### PASSAGE

— start —

A concern to this approach is that it can cause a large set of classes being created. But each class is very specific functionality.
using System;
namespace s
{
class Program
{
static void Main(string[] args)
{
Console.WriteLine("Demonstration of SRP - Single Responsibiliy Principle");
Example1();
Example2();
// Output
// Jane Smith (Doe), Jane.Smith@email.com, 1
// Jane Smith (Doe), Jane.Smith@email.com, 1
}
// Example 1, no classes, everything in single place
static void Example1()
{
// Declarations
var firstname = string.Empty;
var lastname = string.Empty;
var maidenname = string.Empty;
var email = string.Empty;
var eid = 0;
// Inputs
firstname = "Jane";
lastname = "Doe";
email = "Jane.Doe@email.com";
// Actions
eid = 1;
email = "Jane.Smith@email.com";
maidenname = "Doe";
lastname = "Smith";
Console.WriteLine($"{firstname} {lastname} ({maidenname}), {email}, {eid}");
}
// Example 2, break everything out into its own classes
static void Example2()
{
Employee e = new Employee("Jane", "Doe", 1);
e.ChangeLastName("Smith");
Console.WriteLine($"{e.FirstName} {e.LastName} ({e.MaidenName}), {e.Email}, {e.Eid}");
}
}
public interface Person
{
string FirstName {get; set;}
string LastName {get;set;}
}
public class Employee : Person
{
public string FirstName {get;set;}
public string LastName {get;set;}
public string MaidenName {get;set;}
public int Eid {get;set;}
public string Email
{
get { return this.EmailObj.Address; }
}
private Email EmailObj;
public Employee(string fname, string lname, int eid)

— end —

### WHAT THIS TASK INVOLVES
Rewrite the passage's opening paragraph, which begins "A concern to this approach," as one shorter sentence that keeps its main facts. The data after this note has no connection to the passage.

### GIVEN DATA
— start —

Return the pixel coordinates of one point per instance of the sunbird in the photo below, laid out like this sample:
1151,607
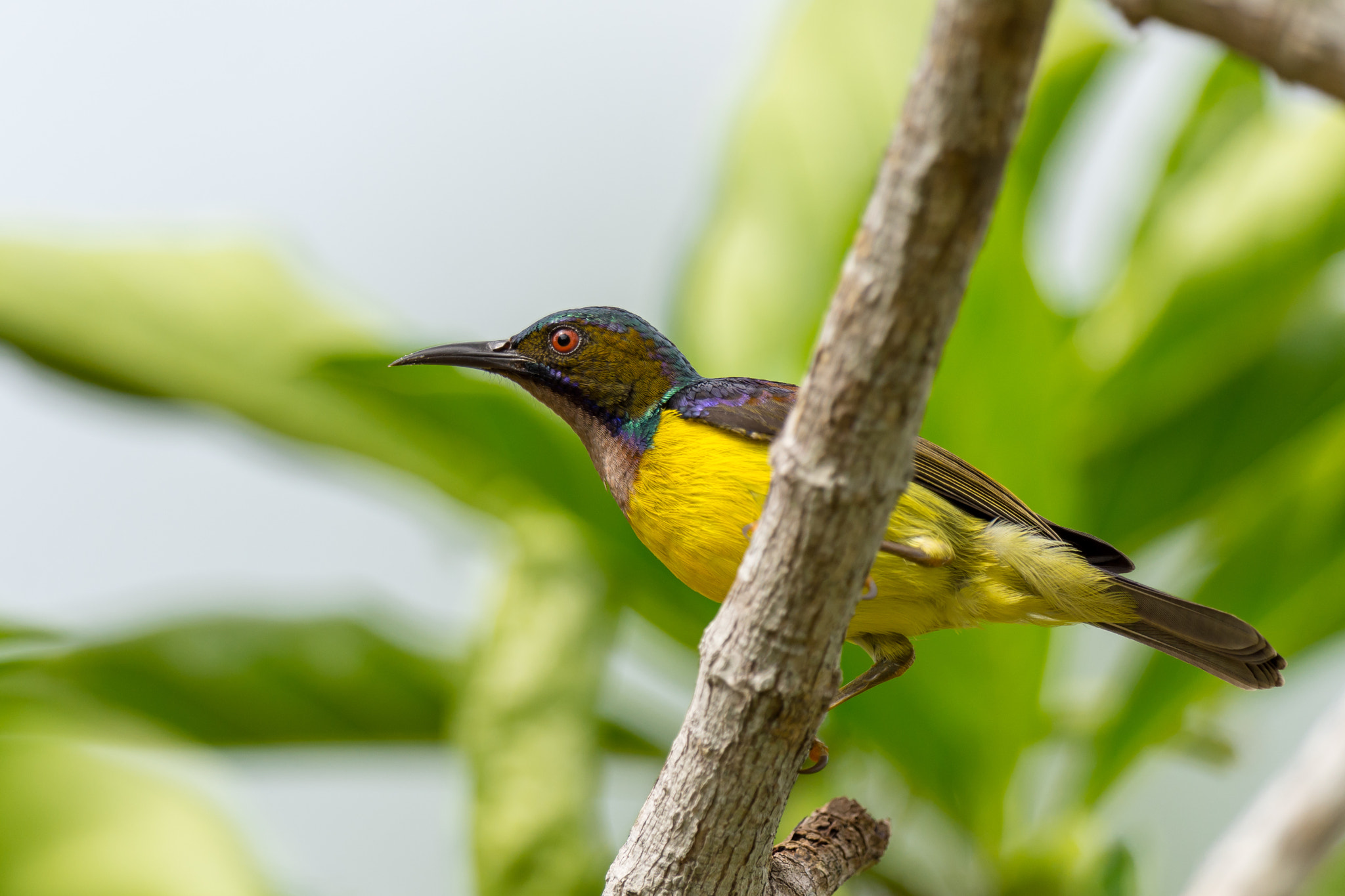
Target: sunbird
686,459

— end —

### RESPONSE TO THIS TASK
This approach may produce many classes, but each one has very specific functionality.